▶ **SOURCE TEXT**:

━━━

A collection of musings from an simple living, agrarian desiring, craftsman living in the city of Philadelphia.
Sunday, November 7, 2010
Making the Best Butter
I haven't talked about this side of my life much on this blog as it's about woodworking, but food is one of the all important aspects of [my] life. I've got particular convictions about eating, one of which is cooking from scratch. I leave out all the other parts for now...
This is a photo of a mostly empty cream container, and butter. Now you may be more familiar with the piece of butter on the left, it's paler and rectangular. The butter on the right? Well that's something you can't just buy in the store, it's home made butter. It takes very simple tools (or fancy traditional ones if you're a woodworker) and only about 10 minutes.
Basic instructions are theses: Take a pint of heavy cream (mine is organic from a local creamery), let it sit out at room temperature for 6-12 hours, pour into quart sized mason jar, shake (steadily not violently) for three or so minutes, it should clump and start to look like well butter, drain off liquid (you can save this, it's buttermilk, great for omelets, biscuits etc.), wash with cold water, dump into bowl and work with the back of a spoon to remove the extra water/buttermilk, then salt to taste.

━━━

▶ **COMPLETE THE FOLLOWING**:
1. Reproduce verbatim the portion of the blog post on homemade butter that begins with the words "Sunday, November 7, 2010" and ends after the words "about 10 minutes.".
2. Carry the blog post on homemade butter forward, starting immediately after its final sentence.

━━━

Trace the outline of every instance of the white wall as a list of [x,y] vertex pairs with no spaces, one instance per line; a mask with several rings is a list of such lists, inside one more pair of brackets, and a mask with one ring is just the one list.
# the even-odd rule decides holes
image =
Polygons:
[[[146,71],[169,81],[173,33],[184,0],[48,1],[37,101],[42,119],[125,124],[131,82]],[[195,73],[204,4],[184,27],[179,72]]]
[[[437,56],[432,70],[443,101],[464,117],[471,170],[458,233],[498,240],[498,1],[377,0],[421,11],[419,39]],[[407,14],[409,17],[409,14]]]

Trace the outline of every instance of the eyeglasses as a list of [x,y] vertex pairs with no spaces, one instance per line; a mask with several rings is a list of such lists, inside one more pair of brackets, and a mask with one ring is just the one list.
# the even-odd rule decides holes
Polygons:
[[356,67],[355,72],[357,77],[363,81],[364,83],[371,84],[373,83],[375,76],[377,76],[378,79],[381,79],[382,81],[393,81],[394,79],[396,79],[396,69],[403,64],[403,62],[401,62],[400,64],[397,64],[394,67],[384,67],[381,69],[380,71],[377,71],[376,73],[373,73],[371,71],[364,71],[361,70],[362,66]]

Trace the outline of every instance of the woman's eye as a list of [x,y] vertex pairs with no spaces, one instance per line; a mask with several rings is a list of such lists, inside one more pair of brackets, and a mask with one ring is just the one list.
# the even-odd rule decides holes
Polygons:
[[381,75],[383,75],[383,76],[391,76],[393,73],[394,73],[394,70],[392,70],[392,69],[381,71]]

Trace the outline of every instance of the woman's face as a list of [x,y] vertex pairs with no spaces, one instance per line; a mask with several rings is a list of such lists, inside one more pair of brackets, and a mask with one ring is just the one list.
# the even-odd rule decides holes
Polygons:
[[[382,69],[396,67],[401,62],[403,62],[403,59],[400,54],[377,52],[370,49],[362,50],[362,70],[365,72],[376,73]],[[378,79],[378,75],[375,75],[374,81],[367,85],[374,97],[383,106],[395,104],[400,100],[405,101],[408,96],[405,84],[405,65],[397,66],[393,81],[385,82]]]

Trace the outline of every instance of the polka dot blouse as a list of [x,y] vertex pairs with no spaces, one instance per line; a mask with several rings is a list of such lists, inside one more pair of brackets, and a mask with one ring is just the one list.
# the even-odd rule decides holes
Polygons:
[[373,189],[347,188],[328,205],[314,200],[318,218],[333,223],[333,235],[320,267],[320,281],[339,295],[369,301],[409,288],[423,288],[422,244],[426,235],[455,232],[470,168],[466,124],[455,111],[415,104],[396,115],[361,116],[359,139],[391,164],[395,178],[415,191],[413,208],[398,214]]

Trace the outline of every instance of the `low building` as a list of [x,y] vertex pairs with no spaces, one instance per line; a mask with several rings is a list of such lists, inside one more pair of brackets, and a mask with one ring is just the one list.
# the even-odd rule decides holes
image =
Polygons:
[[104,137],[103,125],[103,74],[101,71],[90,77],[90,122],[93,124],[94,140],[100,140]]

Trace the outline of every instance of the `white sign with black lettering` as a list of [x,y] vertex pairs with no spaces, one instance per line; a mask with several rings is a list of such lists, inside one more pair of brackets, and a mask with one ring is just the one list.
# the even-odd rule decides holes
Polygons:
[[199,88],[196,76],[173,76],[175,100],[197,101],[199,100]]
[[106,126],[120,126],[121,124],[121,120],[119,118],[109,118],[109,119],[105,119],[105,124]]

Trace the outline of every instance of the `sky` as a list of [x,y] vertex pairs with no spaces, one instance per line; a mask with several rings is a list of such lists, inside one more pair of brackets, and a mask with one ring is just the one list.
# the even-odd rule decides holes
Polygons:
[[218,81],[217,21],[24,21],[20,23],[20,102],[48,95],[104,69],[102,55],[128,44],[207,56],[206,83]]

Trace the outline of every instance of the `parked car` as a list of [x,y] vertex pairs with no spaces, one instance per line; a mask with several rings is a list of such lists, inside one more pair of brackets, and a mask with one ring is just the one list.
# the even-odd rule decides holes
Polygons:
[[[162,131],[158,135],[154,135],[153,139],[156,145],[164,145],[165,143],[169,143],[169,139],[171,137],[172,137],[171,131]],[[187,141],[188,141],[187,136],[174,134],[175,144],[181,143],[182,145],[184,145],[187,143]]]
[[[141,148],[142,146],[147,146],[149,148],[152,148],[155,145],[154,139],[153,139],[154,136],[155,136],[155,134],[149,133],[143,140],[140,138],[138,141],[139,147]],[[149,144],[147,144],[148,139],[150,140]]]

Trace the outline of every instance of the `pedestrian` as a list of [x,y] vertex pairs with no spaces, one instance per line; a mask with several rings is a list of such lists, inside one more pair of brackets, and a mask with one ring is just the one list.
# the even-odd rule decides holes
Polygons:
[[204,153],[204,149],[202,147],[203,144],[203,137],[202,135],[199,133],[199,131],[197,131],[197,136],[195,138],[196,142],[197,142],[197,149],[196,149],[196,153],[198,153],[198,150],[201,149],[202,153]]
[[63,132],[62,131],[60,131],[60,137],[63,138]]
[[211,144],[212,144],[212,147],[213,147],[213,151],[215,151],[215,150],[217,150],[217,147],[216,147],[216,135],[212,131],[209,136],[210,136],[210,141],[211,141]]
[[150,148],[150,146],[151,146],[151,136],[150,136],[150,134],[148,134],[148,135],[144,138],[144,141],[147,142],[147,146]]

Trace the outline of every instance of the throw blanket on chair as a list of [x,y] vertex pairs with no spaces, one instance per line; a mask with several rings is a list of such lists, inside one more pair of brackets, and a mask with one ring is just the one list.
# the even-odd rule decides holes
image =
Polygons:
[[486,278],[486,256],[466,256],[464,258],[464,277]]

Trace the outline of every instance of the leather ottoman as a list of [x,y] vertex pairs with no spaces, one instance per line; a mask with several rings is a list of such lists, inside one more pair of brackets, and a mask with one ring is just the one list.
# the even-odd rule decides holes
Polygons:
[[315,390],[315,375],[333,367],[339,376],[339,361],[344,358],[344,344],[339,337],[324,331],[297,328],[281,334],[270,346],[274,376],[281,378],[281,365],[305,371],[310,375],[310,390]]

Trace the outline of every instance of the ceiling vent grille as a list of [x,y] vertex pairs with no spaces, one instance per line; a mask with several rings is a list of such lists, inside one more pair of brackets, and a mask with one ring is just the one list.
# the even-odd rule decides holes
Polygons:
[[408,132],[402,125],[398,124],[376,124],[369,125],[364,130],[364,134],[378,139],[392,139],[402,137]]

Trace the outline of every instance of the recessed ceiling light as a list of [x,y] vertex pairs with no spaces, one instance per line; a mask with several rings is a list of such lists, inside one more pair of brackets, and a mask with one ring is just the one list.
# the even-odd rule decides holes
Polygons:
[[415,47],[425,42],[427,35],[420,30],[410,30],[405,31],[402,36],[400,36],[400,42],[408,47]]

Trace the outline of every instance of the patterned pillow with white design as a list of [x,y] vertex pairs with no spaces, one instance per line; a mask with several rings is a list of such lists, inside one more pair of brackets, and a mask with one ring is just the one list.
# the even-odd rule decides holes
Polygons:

━━━

▶ **ANSWERS TO THE EXERCISE**:
1.
Sunday, November 7, 2010
Making the Best Butter
I haven't talked about this side of my life much on this blog as it's about woodworking, but food is one of the all important aspects of [my] life. I've got particular convictions about eating, one of which is cooking from scratch. I leave out all the other parts for now...
This is a photo of a mostly empty cream container, and butter. Now you may be more familiar with the piece of butter on the left, it's paler and rectangular. The butter on the right? Well that's something you can't just buy in the store, it's home made butter. It takes very simple tools (or fancy traditional ones if you're a woodworker) and only about 10 minutes.

2.
The butter in the picture is about a third of the butter made, my guess is $6 of cream got me 3/4c of buttermilk and a half pound of butter. You may notice that the butter is very yellow, this is from carotene in the cows diet, usually butter is yellower in the spring with better food and paler in the fall/winter. I know this cream comes from well fed cows, and is free range... making the best butter I've ever had.
I don't think I'll be buying butter from the store anymore, making it is just too easy and infinitely tastier, plus now I have an excuse to make all kinds of specialty butter making tools. Let the fun begin!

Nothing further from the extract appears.